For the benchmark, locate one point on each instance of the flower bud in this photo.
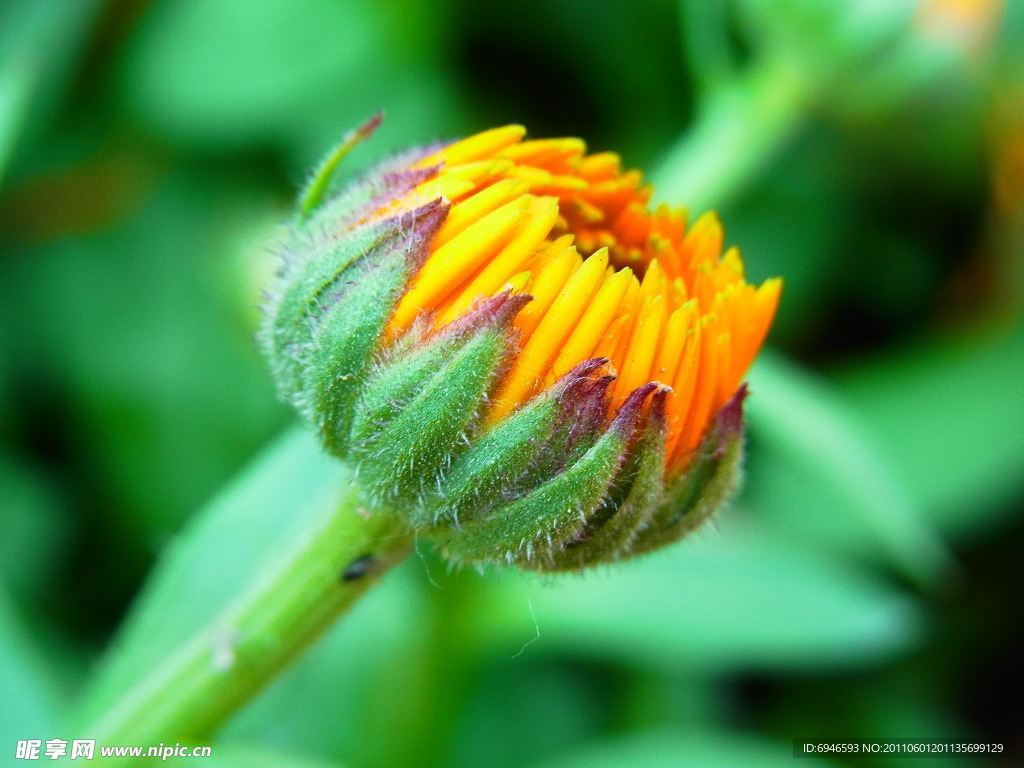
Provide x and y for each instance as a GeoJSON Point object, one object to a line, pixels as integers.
{"type": "Point", "coordinates": [523, 363]}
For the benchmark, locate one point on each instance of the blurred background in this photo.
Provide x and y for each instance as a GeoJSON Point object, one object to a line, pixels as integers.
{"type": "Point", "coordinates": [867, 583]}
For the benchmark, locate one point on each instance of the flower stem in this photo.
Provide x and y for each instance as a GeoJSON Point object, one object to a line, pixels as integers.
{"type": "Point", "coordinates": [195, 690]}
{"type": "Point", "coordinates": [738, 128]}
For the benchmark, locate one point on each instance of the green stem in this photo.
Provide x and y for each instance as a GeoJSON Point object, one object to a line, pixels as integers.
{"type": "Point", "coordinates": [740, 126]}
{"type": "Point", "coordinates": [192, 692]}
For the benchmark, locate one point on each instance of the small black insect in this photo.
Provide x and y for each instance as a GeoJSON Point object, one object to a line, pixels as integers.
{"type": "Point", "coordinates": [359, 567]}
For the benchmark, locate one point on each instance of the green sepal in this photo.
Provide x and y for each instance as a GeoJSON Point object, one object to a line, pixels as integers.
{"type": "Point", "coordinates": [510, 459]}
{"type": "Point", "coordinates": [530, 530]}
{"type": "Point", "coordinates": [711, 480]}
{"type": "Point", "coordinates": [638, 494]}
{"type": "Point", "coordinates": [418, 411]}
{"type": "Point", "coordinates": [320, 180]}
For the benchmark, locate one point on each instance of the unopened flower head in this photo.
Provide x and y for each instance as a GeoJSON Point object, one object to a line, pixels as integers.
{"type": "Point", "coordinates": [525, 360]}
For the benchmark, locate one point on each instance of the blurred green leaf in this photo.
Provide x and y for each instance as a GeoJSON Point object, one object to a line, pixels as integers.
{"type": "Point", "coordinates": [223, 551]}
{"type": "Point", "coordinates": [694, 750]}
{"type": "Point", "coordinates": [361, 693]}
{"type": "Point", "coordinates": [34, 530]}
{"type": "Point", "coordinates": [735, 601]}
{"type": "Point", "coordinates": [947, 421]}
{"type": "Point", "coordinates": [40, 40]}
{"type": "Point", "coordinates": [157, 388]}
{"type": "Point", "coordinates": [296, 74]}
{"type": "Point", "coordinates": [32, 700]}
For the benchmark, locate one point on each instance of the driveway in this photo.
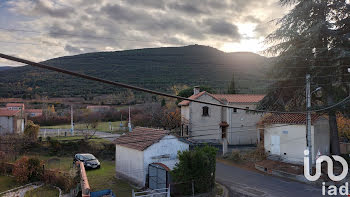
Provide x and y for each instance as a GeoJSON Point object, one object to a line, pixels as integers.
{"type": "Point", "coordinates": [242, 182]}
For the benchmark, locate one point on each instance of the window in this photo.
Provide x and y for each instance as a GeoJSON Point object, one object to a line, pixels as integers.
{"type": "Point", "coordinates": [205, 111]}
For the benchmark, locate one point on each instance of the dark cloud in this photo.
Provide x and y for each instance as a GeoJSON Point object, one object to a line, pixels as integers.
{"type": "Point", "coordinates": [187, 7]}
{"type": "Point", "coordinates": [252, 19]}
{"type": "Point", "coordinates": [42, 8]}
{"type": "Point", "coordinates": [71, 49]}
{"type": "Point", "coordinates": [223, 28]}
{"type": "Point", "coordinates": [263, 29]}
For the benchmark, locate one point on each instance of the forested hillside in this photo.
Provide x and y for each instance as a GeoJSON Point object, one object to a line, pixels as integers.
{"type": "Point", "coordinates": [155, 68]}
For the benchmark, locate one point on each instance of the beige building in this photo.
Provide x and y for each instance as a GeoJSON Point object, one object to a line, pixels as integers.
{"type": "Point", "coordinates": [285, 136]}
{"type": "Point", "coordinates": [205, 123]}
{"type": "Point", "coordinates": [139, 152]}
{"type": "Point", "coordinates": [11, 122]}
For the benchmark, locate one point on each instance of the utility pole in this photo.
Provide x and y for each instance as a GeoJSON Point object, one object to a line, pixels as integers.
{"type": "Point", "coordinates": [308, 120]}
{"type": "Point", "coordinates": [71, 120]}
{"type": "Point", "coordinates": [129, 123]}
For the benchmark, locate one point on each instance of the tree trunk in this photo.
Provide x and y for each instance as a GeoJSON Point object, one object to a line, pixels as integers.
{"type": "Point", "coordinates": [335, 147]}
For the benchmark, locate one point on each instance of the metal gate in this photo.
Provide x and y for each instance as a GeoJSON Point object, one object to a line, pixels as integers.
{"type": "Point", "coordinates": [158, 176]}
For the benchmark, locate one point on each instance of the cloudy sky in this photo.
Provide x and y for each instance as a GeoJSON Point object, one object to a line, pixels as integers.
{"type": "Point", "coordinates": [43, 29]}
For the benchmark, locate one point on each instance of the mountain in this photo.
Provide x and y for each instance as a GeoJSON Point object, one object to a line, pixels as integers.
{"type": "Point", "coordinates": [2, 68]}
{"type": "Point", "coordinates": [154, 68]}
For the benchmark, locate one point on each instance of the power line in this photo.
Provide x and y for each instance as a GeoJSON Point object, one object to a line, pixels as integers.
{"type": "Point", "coordinates": [40, 65]}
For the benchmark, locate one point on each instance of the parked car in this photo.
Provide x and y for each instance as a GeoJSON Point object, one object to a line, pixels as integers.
{"type": "Point", "coordinates": [89, 160]}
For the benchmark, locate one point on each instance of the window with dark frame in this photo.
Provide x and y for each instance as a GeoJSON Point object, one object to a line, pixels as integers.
{"type": "Point", "coordinates": [205, 111]}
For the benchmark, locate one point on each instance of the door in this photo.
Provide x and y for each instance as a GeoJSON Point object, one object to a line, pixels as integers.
{"type": "Point", "coordinates": [275, 145]}
{"type": "Point", "coordinates": [157, 176]}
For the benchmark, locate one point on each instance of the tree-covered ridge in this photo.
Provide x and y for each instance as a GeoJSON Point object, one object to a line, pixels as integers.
{"type": "Point", "coordinates": [155, 68]}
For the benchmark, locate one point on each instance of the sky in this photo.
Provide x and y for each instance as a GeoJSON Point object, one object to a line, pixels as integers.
{"type": "Point", "coordinates": [45, 29]}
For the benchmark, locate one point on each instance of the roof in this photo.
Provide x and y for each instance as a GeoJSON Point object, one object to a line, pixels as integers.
{"type": "Point", "coordinates": [141, 138]}
{"type": "Point", "coordinates": [97, 106]}
{"type": "Point", "coordinates": [240, 98]}
{"type": "Point", "coordinates": [196, 96]}
{"type": "Point", "coordinates": [34, 110]}
{"type": "Point", "coordinates": [15, 105]}
{"type": "Point", "coordinates": [289, 118]}
{"type": "Point", "coordinates": [8, 112]}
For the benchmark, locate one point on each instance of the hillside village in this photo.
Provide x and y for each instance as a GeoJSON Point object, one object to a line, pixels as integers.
{"type": "Point", "coordinates": [174, 98]}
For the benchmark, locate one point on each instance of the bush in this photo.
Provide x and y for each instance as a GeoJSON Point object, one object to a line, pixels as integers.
{"type": "Point", "coordinates": [27, 170]}
{"type": "Point", "coordinates": [64, 181]}
{"type": "Point", "coordinates": [235, 156]}
{"type": "Point", "coordinates": [31, 130]}
{"type": "Point", "coordinates": [197, 165]}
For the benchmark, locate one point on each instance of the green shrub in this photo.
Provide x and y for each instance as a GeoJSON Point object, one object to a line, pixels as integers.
{"type": "Point", "coordinates": [31, 130]}
{"type": "Point", "coordinates": [197, 165]}
{"type": "Point", "coordinates": [235, 156]}
{"type": "Point", "coordinates": [28, 170]}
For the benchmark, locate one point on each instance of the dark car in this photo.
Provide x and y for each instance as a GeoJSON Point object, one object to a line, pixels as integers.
{"type": "Point", "coordinates": [89, 160]}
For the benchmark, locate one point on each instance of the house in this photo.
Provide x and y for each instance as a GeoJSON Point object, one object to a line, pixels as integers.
{"type": "Point", "coordinates": [147, 154]}
{"type": "Point", "coordinates": [206, 123]}
{"type": "Point", "coordinates": [98, 108]}
{"type": "Point", "coordinates": [34, 112]}
{"type": "Point", "coordinates": [285, 136]}
{"type": "Point", "coordinates": [11, 122]}
{"type": "Point", "coordinates": [16, 106]}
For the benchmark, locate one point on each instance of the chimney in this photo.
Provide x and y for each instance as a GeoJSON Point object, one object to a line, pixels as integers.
{"type": "Point", "coordinates": [196, 90]}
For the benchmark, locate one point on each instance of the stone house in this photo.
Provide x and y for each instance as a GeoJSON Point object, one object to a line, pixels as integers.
{"type": "Point", "coordinates": [11, 122]}
{"type": "Point", "coordinates": [285, 136]}
{"type": "Point", "coordinates": [146, 155]}
{"type": "Point", "coordinates": [206, 123]}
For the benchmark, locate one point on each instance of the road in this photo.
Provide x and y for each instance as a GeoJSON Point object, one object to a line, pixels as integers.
{"type": "Point", "coordinates": [241, 181]}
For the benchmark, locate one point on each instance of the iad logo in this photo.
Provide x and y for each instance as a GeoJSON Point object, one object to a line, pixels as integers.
{"type": "Point", "coordinates": [332, 190]}
{"type": "Point", "coordinates": [330, 167]}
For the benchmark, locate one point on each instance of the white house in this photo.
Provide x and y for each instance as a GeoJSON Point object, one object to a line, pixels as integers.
{"type": "Point", "coordinates": [147, 154]}
{"type": "Point", "coordinates": [11, 122]}
{"type": "Point", "coordinates": [285, 136]}
{"type": "Point", "coordinates": [206, 123]}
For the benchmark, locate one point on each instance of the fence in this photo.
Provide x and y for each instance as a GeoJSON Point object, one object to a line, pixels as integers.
{"type": "Point", "coordinates": [165, 192]}
{"type": "Point", "coordinates": [345, 148]}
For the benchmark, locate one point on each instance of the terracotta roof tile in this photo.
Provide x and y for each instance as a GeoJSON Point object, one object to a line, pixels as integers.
{"type": "Point", "coordinates": [240, 98]}
{"type": "Point", "coordinates": [289, 118]}
{"type": "Point", "coordinates": [196, 96]}
{"type": "Point", "coordinates": [141, 138]}
{"type": "Point", "coordinates": [34, 111]}
{"type": "Point", "coordinates": [14, 105]}
{"type": "Point", "coordinates": [6, 112]}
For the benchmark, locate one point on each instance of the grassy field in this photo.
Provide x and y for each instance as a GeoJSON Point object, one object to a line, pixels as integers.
{"type": "Point", "coordinates": [7, 183]}
{"type": "Point", "coordinates": [102, 126]}
{"type": "Point", "coordinates": [103, 178]}
{"type": "Point", "coordinates": [44, 191]}
{"type": "Point", "coordinates": [99, 179]}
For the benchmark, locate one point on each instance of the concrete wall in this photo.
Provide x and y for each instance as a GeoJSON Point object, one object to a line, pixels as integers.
{"type": "Point", "coordinates": [168, 148]}
{"type": "Point", "coordinates": [204, 125]}
{"type": "Point", "coordinates": [185, 113]}
{"type": "Point", "coordinates": [322, 137]}
{"type": "Point", "coordinates": [6, 125]}
{"type": "Point", "coordinates": [243, 128]}
{"type": "Point", "coordinates": [293, 140]}
{"type": "Point", "coordinates": [129, 164]}
{"type": "Point", "coordinates": [133, 164]}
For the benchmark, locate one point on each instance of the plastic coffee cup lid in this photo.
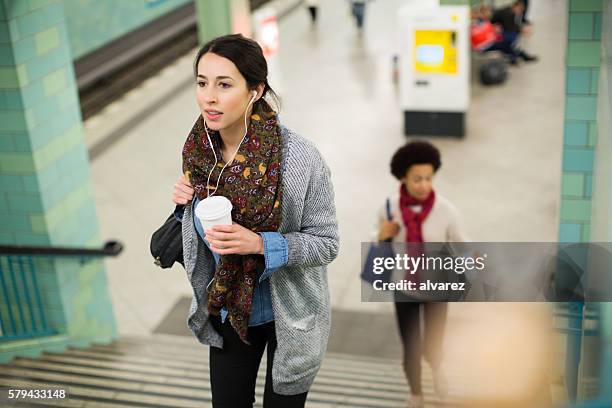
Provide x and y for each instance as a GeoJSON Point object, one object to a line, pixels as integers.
{"type": "Point", "coordinates": [213, 207]}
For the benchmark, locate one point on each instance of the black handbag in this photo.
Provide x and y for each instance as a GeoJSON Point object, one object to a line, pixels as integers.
{"type": "Point", "coordinates": [167, 243]}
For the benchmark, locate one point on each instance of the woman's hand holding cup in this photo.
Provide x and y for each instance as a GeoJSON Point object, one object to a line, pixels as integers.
{"type": "Point", "coordinates": [234, 239]}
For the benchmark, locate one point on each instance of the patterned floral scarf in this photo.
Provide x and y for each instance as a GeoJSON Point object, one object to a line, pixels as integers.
{"type": "Point", "coordinates": [253, 184]}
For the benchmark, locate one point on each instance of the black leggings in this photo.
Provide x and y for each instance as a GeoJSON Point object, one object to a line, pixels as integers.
{"type": "Point", "coordinates": [233, 369]}
{"type": "Point", "coordinates": [409, 323]}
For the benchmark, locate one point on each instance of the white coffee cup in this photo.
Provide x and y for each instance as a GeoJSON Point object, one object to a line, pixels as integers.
{"type": "Point", "coordinates": [215, 210]}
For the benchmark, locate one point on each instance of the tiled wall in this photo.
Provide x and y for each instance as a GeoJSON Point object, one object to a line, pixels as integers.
{"type": "Point", "coordinates": [583, 58]}
{"type": "Point", "coordinates": [45, 190]}
{"type": "Point", "coordinates": [602, 191]}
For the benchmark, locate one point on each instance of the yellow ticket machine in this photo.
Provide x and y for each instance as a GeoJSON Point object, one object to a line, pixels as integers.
{"type": "Point", "coordinates": [434, 66]}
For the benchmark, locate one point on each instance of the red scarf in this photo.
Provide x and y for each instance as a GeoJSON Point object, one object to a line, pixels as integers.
{"type": "Point", "coordinates": [414, 220]}
{"type": "Point", "coordinates": [414, 224]}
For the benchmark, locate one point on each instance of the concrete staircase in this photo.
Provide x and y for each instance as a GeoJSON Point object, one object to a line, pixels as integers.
{"type": "Point", "coordinates": [172, 371]}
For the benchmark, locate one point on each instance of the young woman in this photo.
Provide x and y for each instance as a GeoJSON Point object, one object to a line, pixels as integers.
{"type": "Point", "coordinates": [419, 215]}
{"type": "Point", "coordinates": [262, 280]}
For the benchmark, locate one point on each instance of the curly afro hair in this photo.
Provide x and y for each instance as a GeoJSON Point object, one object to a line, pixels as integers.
{"type": "Point", "coordinates": [417, 152]}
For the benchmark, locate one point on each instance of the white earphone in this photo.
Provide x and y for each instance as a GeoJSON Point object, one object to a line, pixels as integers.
{"type": "Point", "coordinates": [254, 93]}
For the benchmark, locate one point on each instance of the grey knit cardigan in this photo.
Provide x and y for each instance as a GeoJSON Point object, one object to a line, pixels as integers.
{"type": "Point", "coordinates": [299, 290]}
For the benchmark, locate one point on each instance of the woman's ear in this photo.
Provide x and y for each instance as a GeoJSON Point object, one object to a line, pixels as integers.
{"type": "Point", "coordinates": [260, 88]}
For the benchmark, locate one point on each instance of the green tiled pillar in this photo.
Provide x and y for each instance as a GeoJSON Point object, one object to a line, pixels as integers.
{"type": "Point", "coordinates": [45, 189]}
{"type": "Point", "coordinates": [583, 59]}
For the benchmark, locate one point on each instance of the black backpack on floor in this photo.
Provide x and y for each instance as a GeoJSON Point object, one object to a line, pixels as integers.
{"type": "Point", "coordinates": [493, 72]}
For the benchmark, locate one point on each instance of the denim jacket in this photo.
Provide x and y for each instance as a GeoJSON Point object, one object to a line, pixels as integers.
{"type": "Point", "coordinates": [275, 256]}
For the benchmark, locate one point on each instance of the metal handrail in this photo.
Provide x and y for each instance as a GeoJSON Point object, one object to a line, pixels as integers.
{"type": "Point", "coordinates": [110, 248]}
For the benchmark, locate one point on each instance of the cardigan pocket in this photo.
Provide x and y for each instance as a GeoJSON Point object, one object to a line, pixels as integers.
{"type": "Point", "coordinates": [305, 324]}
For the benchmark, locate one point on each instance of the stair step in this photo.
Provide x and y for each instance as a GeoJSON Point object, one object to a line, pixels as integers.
{"type": "Point", "coordinates": [172, 371]}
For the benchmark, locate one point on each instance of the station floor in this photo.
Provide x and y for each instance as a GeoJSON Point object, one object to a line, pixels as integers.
{"type": "Point", "coordinates": [337, 90]}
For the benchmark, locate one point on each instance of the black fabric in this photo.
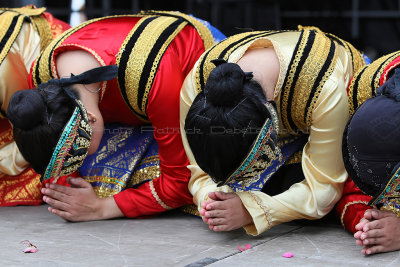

····················

**The task**
Find each line in the rows above that contains the word "concrete", with case counting, and copy those lines in full.

**Output for this task**
For the benchmark, locate one point on each instance of the concrete wall in this photo.
For the benchmark, locate one point on each instance of the concrete staircase in this photo.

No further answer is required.